3. La Palabra de Dios y la transmisión de la fe

Desde la celebración del Concilio Vaticano II la Iglesia católica ha descubierto nuevamente que esta transmisión de la fe, entendida como encuentro con Cristo, se realiza mediante la Sagrada Escritura y la Tradición viva de la Iglesia, bajo la guía del Espíritu Santo. Así, la Iglesia es continuamente regenerada por el Espíritu. De este modo, las nuevas generaciones son sostenidas en el camino que lleva al encuentro con Cristo en su cuerpo, que encuentra su plena expresión en la celebración de la Eucaristía. La posición central que ocupa esta función de transmisión de la fe ha sido releída y puesta en evidencia en las últimas dos Asambleas sinodales, sobre la Eucaristía y, en particular, en la dedicada a la Palabra de Dios en la vida y en la misión de la Iglesia. En estas dos Asambleas la Iglesia ha sido invitada a reflexionar y a tomar plena consciencia de la dinámica profunda que sostiene su identidad: la Iglesia transmite la fe que ella misma vive, celebra, profesa y testimonia.

Dicha toma de consciencia ha dado a la Iglesia empeños concretos y desafíos con los cuales poder evaluar su misión de trasmisión. Es necesario hacer madurar en el pueblo de Dios un mayor conocimiento del rol de la Palabra de Dios, de su fuerza reveladora y manifestadora de la intención de Dios hacia los hombres, de su designio de salvación. Hay necesidad de una mayor atención en la proclamación de la Palabra de Dios durante las asambleas litúrgicas y de una entrega más convencida a la tarea de la predicación. Es conveniente una atención más consciente y una confianza más firme en el rol que la Palabra de Dios puede tener en la misión de la Iglesia, ya sea en el momento específico del anuncio del mensaje de salvación, ya sea en la posición más reflexiva de la escucha y del diálogo con las culturas.

(Entradas de identificación de ubicaciones)
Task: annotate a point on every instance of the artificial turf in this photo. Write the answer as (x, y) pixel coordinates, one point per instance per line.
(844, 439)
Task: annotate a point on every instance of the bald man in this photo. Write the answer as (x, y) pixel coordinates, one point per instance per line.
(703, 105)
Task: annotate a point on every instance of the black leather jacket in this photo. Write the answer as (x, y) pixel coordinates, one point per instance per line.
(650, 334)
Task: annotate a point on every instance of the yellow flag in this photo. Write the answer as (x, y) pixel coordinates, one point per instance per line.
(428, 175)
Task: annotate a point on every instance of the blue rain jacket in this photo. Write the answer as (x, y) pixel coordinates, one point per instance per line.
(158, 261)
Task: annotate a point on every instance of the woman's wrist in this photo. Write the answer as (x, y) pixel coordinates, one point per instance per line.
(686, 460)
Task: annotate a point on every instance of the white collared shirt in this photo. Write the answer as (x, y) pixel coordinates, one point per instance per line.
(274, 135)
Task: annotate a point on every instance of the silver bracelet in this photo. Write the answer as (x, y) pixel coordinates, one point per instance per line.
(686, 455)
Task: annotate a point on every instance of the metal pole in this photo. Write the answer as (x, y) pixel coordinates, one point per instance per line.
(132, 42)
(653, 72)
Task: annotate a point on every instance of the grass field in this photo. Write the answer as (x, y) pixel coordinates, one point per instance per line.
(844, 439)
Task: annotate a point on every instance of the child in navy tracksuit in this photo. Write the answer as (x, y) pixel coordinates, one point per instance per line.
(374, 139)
---
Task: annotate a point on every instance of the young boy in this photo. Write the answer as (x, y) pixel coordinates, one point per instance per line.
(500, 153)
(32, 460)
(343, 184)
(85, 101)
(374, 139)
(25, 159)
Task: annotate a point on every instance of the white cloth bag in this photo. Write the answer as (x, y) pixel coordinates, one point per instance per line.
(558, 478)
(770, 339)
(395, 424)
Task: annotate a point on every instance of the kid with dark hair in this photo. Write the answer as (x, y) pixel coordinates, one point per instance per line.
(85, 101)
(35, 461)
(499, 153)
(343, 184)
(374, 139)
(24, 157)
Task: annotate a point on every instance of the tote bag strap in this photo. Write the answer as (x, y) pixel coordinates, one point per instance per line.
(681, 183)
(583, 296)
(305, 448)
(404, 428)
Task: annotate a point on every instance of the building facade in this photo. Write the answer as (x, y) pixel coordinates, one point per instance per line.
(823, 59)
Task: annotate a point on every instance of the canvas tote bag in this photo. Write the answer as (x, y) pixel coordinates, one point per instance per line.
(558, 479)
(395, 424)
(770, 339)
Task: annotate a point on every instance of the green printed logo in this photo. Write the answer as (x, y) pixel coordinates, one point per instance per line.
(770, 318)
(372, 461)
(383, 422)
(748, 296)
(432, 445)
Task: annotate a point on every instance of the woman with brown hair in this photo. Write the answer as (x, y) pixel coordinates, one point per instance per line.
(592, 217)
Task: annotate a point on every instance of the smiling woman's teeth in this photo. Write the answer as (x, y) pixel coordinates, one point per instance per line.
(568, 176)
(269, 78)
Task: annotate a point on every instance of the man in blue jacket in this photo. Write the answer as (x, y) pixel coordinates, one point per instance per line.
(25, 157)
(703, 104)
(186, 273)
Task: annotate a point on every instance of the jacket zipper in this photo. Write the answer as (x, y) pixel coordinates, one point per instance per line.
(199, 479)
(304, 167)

(Problemas y tareas)
(a) ¿Puedes repetir, palabra por palabra, el pasaje del texto sobre la transmisión de la fe que va desde "Dicha toma de" hasta "con las culturas.", incluido este último?
(b) Retoma el texto sobre la transmisión de la fe en el punto donde se detiene y continúalo.
Las líneas no guardan relación con el texto sobre la transmisión de la fe.

(Las respuestas)
(a)
Dicha toma de consciencia ha dado a la Iglesia empeños concretos y desafíos con los cuales poder evaluar su misión de trasmisión. Es necesario hacer madurar en el pueblo de Dios un mayor conocimiento del rol de la Palabra de Dios, de su fuerza reveladora y manifestadora de la intención de Dios hacia los hombres, de su designio de salvación. Hay necesidad de una mayor atención en la proclamación de la Palabra de Dios durante las asambleas litúrgicas y de una entrega más convencida a la tarea de la predicación. Es conveniente una atención más consciente y una confianza más firme en el rol que la Palabra de Dios puede tener en la misión de la Iglesia, ya sea en el momento específico del anuncio del mensaje de salvación, ya sea en la posición más reflexiva de la escucha y del diálogo con las culturas.

(b)
Los Padres sinodales han reservado una atención particular al anuncio de la Palabra a las nuevas generaciones. «En ellos [los jóvenes] encontramos a menudo una apertura espontánea a la escucha de la Palabra de Dios y un deseo sincero de conocer a Jesús. … Esta atención al mundo juvenil implica la valentía de un anuncio claro; hemos de ayudar a los jóvenes a que adquieran confianza y familiaridad con la Sagrada Escritura, para que sea como una brújula que indica la vía a seguir. Para ello, necesitan testigos y maestros, que caminen con ellos y los lleven a amar y a comunicar a su vez el Evangelio, especialmente a sus coetáneos, convirtiéndose ellos mismos en auténticos y creíbles anunciadores». Asimismo, los Padres sinodales piden a las comunidades cristianas que abran «caminos de iniciación cristiana, los cuales, a través de la escucha de la Palabra, la celebración de la Eucaristía y el amor fraterno vivido en comunidad, puedan desarrollar una fe cada vez más adulta. Es oportuno considerar la nueva exigencia que proviene de los movimientos humanos y del fenómeno migratorio, que abre nuevas perspectivas de evangelización, porque los inmigrantes no sólo tienen necesidad de ser evangelizados sino que ellos mismos pueden ser agentes de evangelización».

Con sus acentos, la reflexión de la Asamblea sinodal ha invitado a las comunidades cristianas a verificar en qué medida el anuncio de la Palabra es el fundamento de la tarea de transmisión de la fe: «Es necesario, pues, redescubrir cada vez más la urgencia y la belleza de anunciar la Palabra para que llegue el Reino de Dios, predicado por Cristo mismo. […] Todos nos damos cuenta de la necesidad de que la luz de Cristo ilumine todos los ámbitos de la humanidad: la familia, la escuela, la cultura, el trabajo, el tiempo libre y los otros sectores de la vida social. No se trata de anunciar una palabra sólo de consuelo, sino que interpela, que llama a la conversión, que hace accesible el encuentro con Él, por el cual florece una humanidad nueva».

4. La pedagogía de la fe

La transmisión de la fe no se realiza sólo con las palabras, sino que exige una relación con Dios a través de la oración, que es la misma fe en acto. En esta educación en la oración es decisiva la liturgia con su propia función pedagógica, en la cual el sujeto educador es el mismo Dios y el verdadero maestro en la oración es el Espíritu Santo.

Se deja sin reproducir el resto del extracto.